§ Activity
Repeat each entry verbatim.

[Records from a data collection]
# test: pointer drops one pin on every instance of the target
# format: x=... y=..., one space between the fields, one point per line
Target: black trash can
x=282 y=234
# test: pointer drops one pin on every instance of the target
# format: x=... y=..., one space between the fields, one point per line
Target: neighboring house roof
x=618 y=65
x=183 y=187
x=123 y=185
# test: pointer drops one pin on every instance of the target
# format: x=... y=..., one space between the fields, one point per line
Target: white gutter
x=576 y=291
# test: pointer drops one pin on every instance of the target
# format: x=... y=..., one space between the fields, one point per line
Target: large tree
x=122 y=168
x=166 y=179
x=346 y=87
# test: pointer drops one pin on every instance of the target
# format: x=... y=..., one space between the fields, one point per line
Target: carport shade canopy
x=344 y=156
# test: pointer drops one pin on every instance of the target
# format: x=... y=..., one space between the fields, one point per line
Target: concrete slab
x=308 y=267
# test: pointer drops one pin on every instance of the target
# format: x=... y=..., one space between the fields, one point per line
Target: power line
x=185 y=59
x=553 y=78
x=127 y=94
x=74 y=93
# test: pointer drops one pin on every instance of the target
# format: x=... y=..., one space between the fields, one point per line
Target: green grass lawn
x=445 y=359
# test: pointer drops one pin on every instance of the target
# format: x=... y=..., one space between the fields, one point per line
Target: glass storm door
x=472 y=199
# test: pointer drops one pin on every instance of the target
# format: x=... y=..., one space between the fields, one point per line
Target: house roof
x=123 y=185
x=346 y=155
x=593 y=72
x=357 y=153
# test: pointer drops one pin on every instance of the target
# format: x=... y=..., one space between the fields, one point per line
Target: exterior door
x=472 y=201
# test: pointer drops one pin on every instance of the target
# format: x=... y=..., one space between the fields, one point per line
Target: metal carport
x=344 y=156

§ Response area
# test: pointer drops one pin on every instance of the target
# format: x=... y=..., one space between the fields, one point per line
Target: black trash can
x=282 y=234
# test: pointer drops one pin on every instance of the target
# format: x=... y=..., one space between the fields, one point per line
Target: neighboring house roof
x=618 y=65
x=183 y=187
x=123 y=185
# test: pointer drops one pin on every instance of the target
# format: x=... y=..., one space between the fields, one point per line
Target: white gutter
x=576 y=291
# test: pointer drops one pin on every instance of the target
# format: x=... y=..., one space between the fields, one point per line
Target: large tree
x=122 y=168
x=166 y=179
x=346 y=87
# test: pointer drops one pin on every instance of the target
# format: x=... y=..., one space between the fields, one point per line
Target: carport shade canopy
x=344 y=156
# test: pointer drops one pin on every instance of the target
# format: x=... y=..., one space between the fields, one point per line
Target: concrete slab
x=308 y=267
# test: pointer drops one pin on every instance of the target
# format: x=... y=..., one space between the fields, one point per line
Target: power line
x=185 y=59
x=553 y=78
x=127 y=94
x=74 y=93
# test: pointer drops one pin on every instance of the target
# format: x=... y=..., one space between the fields, one point per line
Target: green grass lawn
x=445 y=359
# test: pointer drops one pin on every instance of the target
# format: x=... y=..., one space between the fields, one point per line
Target: glass storm door
x=472 y=199
# test: pointer drops one pin on every instance of the target
# format: x=... y=..., one space between the fields, one point per line
Target: house roof
x=123 y=185
x=346 y=155
x=593 y=72
x=357 y=153
# test: pointer drops one pin on every instance of the target
# format: x=... y=..., one space between the fields, one point per line
Target: exterior door
x=472 y=201
# test: pointer drops one pin on every instance of the target
# format: x=... y=..., one space between the fields, one point per line
Target: metal carport
x=344 y=156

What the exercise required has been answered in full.